▶ _ABOUT THIS TASK_
Copy exactly the lines from the one containing "segment: **decorative spire**" through the last line of the records, both included, and nothing more.

Collected data entries
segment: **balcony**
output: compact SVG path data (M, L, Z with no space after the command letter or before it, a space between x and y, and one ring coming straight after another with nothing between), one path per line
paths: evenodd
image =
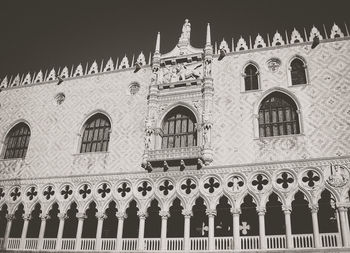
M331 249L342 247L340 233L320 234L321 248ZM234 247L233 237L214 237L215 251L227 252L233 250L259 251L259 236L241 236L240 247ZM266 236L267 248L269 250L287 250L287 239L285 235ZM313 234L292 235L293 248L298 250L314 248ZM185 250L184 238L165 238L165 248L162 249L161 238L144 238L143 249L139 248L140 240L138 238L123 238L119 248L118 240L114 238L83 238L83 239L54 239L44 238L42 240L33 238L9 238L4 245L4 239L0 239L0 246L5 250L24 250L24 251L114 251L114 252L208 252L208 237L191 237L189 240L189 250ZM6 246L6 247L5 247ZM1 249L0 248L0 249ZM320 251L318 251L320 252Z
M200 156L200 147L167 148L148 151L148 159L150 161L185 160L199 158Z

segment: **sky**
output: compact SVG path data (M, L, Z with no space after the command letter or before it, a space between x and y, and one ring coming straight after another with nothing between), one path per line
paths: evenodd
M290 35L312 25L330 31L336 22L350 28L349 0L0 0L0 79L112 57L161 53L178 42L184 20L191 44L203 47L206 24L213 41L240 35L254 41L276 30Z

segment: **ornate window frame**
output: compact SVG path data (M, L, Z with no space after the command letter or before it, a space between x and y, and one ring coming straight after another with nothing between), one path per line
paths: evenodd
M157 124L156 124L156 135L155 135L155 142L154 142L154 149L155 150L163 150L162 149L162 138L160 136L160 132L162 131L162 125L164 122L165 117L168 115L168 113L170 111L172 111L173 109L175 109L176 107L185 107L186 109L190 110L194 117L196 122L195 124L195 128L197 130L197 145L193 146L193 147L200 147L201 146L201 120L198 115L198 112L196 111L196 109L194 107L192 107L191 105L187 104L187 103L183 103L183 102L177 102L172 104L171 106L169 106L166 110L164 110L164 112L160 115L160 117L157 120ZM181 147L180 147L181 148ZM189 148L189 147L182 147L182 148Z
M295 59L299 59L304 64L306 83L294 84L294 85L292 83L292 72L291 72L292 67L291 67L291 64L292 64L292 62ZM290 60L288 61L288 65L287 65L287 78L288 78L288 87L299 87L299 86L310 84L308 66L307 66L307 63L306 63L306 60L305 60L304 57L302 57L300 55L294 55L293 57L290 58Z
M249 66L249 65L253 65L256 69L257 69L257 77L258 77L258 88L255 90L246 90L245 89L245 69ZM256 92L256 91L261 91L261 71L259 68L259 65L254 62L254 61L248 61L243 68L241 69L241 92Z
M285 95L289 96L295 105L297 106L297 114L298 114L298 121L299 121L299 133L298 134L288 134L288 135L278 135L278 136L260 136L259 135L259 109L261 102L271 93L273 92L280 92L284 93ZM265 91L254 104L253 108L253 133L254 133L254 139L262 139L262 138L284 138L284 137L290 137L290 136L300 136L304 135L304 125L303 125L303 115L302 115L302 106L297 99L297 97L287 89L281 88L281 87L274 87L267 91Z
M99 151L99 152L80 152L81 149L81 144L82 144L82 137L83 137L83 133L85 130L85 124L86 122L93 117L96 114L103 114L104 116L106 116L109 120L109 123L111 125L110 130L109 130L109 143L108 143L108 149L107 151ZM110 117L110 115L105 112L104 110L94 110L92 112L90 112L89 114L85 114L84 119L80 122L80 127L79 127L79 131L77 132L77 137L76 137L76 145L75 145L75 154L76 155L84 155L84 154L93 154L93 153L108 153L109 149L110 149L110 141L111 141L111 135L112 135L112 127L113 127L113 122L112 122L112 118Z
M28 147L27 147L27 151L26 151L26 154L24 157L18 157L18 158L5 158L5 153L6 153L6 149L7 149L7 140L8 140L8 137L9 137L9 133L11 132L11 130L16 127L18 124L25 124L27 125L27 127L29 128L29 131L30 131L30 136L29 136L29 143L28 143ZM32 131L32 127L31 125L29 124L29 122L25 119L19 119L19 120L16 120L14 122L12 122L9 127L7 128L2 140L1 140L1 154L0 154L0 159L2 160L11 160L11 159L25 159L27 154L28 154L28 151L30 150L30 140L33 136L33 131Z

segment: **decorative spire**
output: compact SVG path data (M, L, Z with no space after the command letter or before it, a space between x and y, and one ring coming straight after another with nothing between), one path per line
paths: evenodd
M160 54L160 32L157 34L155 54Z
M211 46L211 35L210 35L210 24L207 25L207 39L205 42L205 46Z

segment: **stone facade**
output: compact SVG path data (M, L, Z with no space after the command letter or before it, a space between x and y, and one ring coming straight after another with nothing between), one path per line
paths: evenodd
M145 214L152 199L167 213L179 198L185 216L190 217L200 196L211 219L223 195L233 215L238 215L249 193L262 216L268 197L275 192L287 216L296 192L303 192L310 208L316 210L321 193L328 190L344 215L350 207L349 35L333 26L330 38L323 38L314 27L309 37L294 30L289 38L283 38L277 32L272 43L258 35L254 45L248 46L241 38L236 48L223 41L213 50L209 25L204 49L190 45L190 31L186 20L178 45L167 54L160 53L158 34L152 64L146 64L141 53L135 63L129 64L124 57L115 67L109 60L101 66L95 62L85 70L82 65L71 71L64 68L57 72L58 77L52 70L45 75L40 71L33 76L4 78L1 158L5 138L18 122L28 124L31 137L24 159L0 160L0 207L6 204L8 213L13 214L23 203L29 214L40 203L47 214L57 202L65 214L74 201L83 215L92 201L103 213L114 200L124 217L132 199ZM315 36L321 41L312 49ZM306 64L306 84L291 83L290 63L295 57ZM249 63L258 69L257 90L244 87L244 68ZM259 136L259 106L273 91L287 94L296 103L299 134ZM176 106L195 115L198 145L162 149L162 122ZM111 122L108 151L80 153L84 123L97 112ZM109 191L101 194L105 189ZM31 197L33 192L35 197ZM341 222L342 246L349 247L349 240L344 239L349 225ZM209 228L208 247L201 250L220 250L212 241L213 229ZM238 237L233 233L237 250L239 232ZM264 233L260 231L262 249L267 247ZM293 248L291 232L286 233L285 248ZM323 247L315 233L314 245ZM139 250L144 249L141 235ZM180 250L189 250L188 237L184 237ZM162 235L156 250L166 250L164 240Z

▶ _WRITTEN SOLUTION_
segment: **decorative spire**
output: compact SVG path data (M, L, Z with no space after the command letter or before it, a space between x and y, and one ring coming straight after another with nothing between), one path per line
paths: evenodd
M160 54L160 32L157 34L155 54Z
M211 46L211 35L210 35L210 24L207 25L207 39L205 42L205 46Z

segment: **stone facade**
output: compact SVG path data (M, L, Z with no space after the command letter or before it, a space between x and y, and one ring coming straight after another with nothing between), one path per line
paths: evenodd
M145 214L152 199L167 213L179 198L185 216L190 217L200 196L211 219L223 195L233 215L238 215L249 193L262 216L268 197L275 192L287 216L296 192L303 192L310 208L316 210L321 193L328 190L344 215L350 207L349 35L333 26L330 38L323 38L314 27L309 37L294 30L289 38L283 38L277 32L272 43L258 35L254 45L248 46L241 38L236 48L223 41L213 50L209 25L204 49L190 45L190 31L186 20L178 45L167 54L160 53L158 34L152 64L146 64L141 53L135 63L129 64L124 57L115 67L109 60L101 66L95 62L85 70L82 65L71 71L64 68L57 72L58 77L52 70L45 75L40 71L33 76L4 78L1 158L5 138L18 122L28 124L31 137L24 159L0 160L0 207L6 204L8 213L13 214L23 203L29 214L40 203L47 214L57 202L65 214L74 201L83 215L92 201L103 213L114 200L124 217L132 199ZM315 36L321 41L312 49ZM306 64L306 84L291 83L290 63L295 57ZM249 63L258 69L257 90L244 87L244 68ZM259 136L259 106L273 91L287 94L296 103L299 134ZM176 106L195 115L198 145L162 149L162 122ZM111 122L108 151L80 153L84 123L97 112ZM109 191L101 194L105 189ZM31 197L33 192L35 197ZM341 222L342 246L349 247L349 240L344 239L349 225ZM209 228L208 247L201 250L220 250L212 241L213 229ZM238 237L233 233L237 250L239 232ZM264 233L260 231L262 249L267 247ZM293 248L291 232L286 233L285 248ZM323 247L315 233L314 245ZM139 250L144 249L141 235ZM180 250L189 250L188 237L184 237ZM162 235L156 250L166 250L164 240Z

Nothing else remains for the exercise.